Insurer throws weight behind device that could shrink workers comp claims

Insurer throws weight behind device that could shrink workers comp claims | Insurance Business

Insurer throws weight behind device that could shrink workers comp claims
Allianz has thrown its weight behind a medical device which measure’s a worker’s movement and muscle activity and could reduce workplace injuries.

The device, ViSafe, has been created by medical device company dorsaVi.

The device uses wireless biomechanical and electrophysiological technology to measure a worker’s movement and muscle activity to better manage their physical work demands and help reduce injury rates and work-related costs. The device can also aid the rehabilitation of injured employees and help them return to work.
ViSafe aims to reduce injuries to workers and cut occupational health and safety costs for employers.

As a result of the initiative and following Allianz’s referral, Victorian Health Services provider Monash health has commenced a biomechanical assessment program of workers using dorsaVi’s ViSafe.

Norm Cockerell, Allianz’s general manager, VIC Workers Compensation, said the company was pleased to recommend a ground breaking product that has the potential to have a significant benefit to workplace safety in Australia.

“ViSafe is a unique device that has the ability to assess the stress and strains on an employee’s body while undertaking their job, providing information that can be used to make changes to improve workplace safety and reduce injuries.”

● WHAT YOU NEED TO DO
(a) From the article on the ViSafe device, set down the passage that begins at the words "Norm Cockerell, Allianz’s" and stops after "safety in Australia.".
(b) According to the ViSafe article, which company created the device?

● DATA
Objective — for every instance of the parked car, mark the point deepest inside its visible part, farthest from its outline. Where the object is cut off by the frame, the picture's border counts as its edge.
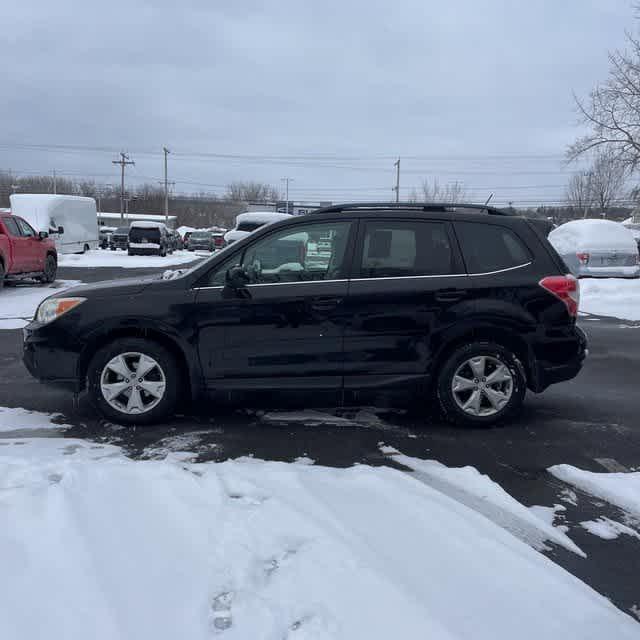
(149, 238)
(468, 301)
(200, 240)
(119, 239)
(247, 223)
(177, 241)
(24, 252)
(597, 249)
(50, 213)
(104, 236)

● RESPONSES PER TASK
(a)
Norm Cockerell, Allianz’s general manager, VIC Workers Compensation, said the company was pleased to recommend a ground breaking product that has the potential to have a significant benefit to workplace safety in Australia.

(b) The medical device company dorsaVi.